> **Task to carry out**
Begin at the top of the records below and return each line exactly through the line with "--target yellow pollen". Skip pictures.

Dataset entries
---+---
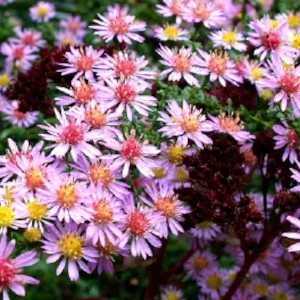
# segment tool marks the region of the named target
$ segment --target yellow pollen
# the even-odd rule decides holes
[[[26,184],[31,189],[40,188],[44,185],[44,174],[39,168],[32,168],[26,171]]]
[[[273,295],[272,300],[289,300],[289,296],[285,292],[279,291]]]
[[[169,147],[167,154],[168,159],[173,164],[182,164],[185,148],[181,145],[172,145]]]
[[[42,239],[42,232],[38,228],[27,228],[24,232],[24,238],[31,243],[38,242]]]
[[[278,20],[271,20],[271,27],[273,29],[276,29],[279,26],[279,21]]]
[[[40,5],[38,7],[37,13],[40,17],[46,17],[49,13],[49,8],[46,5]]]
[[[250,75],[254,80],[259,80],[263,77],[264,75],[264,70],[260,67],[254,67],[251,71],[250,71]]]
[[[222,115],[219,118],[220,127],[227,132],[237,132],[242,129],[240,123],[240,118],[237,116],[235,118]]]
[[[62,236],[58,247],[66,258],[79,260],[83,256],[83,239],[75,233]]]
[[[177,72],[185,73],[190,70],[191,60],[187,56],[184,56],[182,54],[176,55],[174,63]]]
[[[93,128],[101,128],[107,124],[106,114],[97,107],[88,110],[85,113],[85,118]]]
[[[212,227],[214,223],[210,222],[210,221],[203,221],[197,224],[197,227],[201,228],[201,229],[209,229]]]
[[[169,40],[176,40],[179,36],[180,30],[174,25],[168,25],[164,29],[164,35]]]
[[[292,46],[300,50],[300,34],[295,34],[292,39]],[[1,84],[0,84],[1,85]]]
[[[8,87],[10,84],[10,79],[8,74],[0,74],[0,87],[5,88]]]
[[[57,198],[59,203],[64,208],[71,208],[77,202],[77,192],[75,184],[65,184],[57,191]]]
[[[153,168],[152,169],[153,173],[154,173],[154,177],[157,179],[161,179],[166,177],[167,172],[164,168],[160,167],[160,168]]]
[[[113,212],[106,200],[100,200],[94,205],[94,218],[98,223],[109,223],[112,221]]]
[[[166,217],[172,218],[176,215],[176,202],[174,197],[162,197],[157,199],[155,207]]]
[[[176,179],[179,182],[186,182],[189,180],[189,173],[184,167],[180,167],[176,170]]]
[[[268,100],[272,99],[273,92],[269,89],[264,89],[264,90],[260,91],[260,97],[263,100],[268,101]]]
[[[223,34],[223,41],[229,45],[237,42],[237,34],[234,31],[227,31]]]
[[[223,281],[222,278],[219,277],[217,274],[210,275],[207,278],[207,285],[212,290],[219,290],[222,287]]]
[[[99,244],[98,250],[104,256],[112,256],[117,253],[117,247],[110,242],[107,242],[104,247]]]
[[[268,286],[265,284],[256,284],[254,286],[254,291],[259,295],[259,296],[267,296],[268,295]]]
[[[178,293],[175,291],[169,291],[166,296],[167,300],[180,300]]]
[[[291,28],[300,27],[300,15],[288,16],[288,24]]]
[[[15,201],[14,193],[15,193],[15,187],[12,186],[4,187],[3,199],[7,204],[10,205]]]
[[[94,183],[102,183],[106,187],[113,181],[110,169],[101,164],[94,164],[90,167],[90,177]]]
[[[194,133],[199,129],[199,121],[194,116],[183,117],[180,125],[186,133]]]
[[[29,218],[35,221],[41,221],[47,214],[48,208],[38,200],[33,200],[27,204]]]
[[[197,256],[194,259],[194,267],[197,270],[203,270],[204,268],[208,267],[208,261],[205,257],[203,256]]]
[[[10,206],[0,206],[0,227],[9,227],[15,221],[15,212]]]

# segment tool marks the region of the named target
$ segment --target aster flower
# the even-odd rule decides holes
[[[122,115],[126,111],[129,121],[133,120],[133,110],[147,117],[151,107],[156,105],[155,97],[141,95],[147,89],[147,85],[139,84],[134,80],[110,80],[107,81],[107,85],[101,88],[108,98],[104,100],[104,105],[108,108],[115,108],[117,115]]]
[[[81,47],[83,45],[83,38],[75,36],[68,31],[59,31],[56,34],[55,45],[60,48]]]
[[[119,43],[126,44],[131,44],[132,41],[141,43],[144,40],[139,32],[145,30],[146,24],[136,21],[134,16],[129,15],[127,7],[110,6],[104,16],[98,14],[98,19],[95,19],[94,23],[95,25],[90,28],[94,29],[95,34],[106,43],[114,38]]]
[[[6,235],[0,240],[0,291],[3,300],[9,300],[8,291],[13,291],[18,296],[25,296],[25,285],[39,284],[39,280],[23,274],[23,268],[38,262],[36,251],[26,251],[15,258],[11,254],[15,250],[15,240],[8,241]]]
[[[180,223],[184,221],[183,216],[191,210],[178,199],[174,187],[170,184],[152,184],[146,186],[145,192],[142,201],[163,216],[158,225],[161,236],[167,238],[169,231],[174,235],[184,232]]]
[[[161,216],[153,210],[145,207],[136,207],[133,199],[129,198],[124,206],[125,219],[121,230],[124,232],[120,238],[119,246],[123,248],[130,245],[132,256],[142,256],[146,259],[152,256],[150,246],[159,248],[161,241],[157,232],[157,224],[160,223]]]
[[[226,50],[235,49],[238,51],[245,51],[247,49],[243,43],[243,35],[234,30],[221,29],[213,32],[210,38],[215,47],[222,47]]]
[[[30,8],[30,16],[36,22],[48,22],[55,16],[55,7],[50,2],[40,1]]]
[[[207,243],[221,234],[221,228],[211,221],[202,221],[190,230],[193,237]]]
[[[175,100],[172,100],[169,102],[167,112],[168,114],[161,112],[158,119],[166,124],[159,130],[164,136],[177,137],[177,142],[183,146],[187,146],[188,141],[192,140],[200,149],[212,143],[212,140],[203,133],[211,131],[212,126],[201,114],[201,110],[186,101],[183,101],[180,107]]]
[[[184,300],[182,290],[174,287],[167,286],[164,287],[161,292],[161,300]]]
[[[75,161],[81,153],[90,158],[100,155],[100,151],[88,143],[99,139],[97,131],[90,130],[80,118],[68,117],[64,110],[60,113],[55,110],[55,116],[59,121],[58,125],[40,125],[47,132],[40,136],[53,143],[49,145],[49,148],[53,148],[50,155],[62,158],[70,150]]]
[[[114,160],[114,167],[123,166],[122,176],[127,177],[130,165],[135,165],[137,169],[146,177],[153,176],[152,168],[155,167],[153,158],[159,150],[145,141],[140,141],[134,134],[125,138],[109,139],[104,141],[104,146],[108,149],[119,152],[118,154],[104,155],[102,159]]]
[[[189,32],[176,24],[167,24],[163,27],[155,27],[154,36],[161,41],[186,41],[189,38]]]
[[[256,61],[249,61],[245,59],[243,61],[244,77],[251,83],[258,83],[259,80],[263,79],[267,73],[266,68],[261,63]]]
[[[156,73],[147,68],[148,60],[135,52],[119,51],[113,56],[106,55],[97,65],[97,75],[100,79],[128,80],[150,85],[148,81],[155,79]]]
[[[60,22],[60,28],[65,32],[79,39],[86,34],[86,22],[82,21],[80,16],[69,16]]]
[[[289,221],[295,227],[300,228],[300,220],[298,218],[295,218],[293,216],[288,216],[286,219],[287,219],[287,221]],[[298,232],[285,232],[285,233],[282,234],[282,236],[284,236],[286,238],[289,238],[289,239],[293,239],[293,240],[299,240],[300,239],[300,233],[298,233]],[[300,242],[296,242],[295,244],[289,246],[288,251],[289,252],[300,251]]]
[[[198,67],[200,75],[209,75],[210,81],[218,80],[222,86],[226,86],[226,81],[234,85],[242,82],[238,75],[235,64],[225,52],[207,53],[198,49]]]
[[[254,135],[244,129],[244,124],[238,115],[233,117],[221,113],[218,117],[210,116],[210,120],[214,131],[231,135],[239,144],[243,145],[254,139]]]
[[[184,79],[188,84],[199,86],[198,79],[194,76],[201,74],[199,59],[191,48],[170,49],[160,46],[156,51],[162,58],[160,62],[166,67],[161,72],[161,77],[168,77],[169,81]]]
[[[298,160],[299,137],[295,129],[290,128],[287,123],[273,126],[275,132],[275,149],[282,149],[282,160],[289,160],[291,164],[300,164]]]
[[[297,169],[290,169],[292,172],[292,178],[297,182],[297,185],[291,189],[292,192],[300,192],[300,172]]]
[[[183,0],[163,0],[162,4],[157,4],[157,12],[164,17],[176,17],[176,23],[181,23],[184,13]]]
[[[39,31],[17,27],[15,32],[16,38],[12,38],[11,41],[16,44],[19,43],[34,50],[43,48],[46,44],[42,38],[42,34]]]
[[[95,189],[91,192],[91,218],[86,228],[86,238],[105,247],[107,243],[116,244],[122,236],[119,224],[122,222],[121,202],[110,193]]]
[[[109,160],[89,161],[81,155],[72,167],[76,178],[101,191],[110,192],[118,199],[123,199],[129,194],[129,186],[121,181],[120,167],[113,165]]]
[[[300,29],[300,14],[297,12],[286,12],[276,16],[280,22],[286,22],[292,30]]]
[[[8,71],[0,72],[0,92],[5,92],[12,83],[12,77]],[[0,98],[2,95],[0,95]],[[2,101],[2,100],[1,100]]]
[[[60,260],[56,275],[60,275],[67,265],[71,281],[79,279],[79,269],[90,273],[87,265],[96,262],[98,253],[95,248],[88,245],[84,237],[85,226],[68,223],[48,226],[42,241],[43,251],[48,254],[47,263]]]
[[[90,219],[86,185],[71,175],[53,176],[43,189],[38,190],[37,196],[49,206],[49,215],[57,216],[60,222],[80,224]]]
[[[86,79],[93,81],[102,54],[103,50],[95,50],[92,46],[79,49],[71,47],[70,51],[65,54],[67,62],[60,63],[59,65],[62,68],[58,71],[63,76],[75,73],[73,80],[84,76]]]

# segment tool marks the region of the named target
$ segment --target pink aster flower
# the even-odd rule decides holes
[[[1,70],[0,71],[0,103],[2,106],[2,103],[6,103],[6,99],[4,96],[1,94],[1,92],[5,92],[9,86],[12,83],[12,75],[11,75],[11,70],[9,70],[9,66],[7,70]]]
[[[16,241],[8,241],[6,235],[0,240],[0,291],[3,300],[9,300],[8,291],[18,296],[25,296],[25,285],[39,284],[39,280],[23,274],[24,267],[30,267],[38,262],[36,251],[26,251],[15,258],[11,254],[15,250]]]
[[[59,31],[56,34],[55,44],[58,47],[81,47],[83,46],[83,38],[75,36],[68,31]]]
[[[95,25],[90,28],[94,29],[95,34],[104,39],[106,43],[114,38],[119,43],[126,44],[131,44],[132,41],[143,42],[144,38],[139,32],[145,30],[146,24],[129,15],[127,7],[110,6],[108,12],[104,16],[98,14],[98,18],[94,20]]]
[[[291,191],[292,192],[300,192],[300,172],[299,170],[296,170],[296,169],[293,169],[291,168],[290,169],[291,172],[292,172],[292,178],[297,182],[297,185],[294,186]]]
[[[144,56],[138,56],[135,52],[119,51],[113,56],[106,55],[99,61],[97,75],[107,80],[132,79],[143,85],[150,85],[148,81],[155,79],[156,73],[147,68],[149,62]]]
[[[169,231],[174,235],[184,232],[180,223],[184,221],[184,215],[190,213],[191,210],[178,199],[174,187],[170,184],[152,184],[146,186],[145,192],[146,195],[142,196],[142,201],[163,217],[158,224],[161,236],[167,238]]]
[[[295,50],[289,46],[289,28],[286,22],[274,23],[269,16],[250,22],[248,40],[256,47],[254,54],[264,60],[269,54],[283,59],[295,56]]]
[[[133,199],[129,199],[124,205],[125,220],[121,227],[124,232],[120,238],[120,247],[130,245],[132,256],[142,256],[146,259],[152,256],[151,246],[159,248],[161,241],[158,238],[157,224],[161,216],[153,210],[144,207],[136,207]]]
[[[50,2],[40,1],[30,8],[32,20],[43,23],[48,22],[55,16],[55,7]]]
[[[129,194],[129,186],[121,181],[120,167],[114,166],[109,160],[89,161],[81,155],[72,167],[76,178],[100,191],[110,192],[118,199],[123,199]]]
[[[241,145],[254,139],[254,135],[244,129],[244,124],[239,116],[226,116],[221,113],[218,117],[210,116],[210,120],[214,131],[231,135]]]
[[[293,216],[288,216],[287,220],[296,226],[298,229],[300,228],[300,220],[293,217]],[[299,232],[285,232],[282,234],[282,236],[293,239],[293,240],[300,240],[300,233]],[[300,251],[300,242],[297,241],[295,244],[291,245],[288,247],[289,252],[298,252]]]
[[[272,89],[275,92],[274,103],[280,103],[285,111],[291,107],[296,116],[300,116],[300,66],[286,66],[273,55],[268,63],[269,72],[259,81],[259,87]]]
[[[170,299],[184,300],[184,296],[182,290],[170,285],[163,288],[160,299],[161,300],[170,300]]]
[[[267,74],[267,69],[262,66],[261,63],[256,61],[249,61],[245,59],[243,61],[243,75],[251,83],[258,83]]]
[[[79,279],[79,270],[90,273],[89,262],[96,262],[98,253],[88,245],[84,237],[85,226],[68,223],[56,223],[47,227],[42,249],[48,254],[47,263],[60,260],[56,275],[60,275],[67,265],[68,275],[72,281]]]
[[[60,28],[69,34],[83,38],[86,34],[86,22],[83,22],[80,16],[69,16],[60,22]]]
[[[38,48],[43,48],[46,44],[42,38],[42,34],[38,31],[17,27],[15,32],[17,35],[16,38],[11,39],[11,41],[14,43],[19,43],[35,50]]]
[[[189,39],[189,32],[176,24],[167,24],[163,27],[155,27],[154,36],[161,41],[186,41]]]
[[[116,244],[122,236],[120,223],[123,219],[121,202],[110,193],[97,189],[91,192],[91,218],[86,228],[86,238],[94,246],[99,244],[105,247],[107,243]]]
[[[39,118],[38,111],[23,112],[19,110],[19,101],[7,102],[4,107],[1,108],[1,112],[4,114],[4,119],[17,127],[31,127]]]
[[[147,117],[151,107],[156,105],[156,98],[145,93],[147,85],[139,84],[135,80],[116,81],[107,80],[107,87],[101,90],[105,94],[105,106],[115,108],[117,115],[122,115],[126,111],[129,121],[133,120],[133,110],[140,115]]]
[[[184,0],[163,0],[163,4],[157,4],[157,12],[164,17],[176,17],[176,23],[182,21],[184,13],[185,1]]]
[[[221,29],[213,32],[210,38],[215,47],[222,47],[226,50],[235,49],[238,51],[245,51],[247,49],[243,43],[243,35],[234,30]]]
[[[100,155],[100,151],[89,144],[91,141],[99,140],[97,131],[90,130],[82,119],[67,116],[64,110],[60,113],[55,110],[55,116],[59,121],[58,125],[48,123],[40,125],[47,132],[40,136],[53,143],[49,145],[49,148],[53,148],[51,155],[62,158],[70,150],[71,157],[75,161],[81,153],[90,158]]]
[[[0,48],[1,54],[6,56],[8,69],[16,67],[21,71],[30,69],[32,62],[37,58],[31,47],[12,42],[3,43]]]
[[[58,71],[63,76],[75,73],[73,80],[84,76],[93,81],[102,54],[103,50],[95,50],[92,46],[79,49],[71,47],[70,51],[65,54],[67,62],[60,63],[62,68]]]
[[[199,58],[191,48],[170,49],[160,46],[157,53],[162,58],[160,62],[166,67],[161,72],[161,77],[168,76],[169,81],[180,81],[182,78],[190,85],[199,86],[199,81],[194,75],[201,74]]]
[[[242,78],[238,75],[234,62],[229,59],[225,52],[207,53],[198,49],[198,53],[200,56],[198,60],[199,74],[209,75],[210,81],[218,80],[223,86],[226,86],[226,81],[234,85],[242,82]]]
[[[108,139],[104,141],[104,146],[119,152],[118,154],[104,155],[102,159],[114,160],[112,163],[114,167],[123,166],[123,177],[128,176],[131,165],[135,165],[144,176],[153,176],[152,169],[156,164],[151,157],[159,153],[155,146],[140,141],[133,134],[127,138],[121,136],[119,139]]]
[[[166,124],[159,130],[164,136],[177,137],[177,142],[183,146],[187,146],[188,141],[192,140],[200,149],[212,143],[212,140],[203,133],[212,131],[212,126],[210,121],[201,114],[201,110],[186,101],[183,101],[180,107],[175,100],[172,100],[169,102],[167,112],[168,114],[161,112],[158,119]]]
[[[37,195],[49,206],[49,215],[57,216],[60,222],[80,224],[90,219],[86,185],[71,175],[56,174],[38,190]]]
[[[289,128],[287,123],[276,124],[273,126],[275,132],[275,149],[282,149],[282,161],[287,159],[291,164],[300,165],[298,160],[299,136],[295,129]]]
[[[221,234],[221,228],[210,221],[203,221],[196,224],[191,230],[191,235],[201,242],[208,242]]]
---+---
> **Your solution**
# segment tool marks the region of the named target
$ segment --target yellow pollen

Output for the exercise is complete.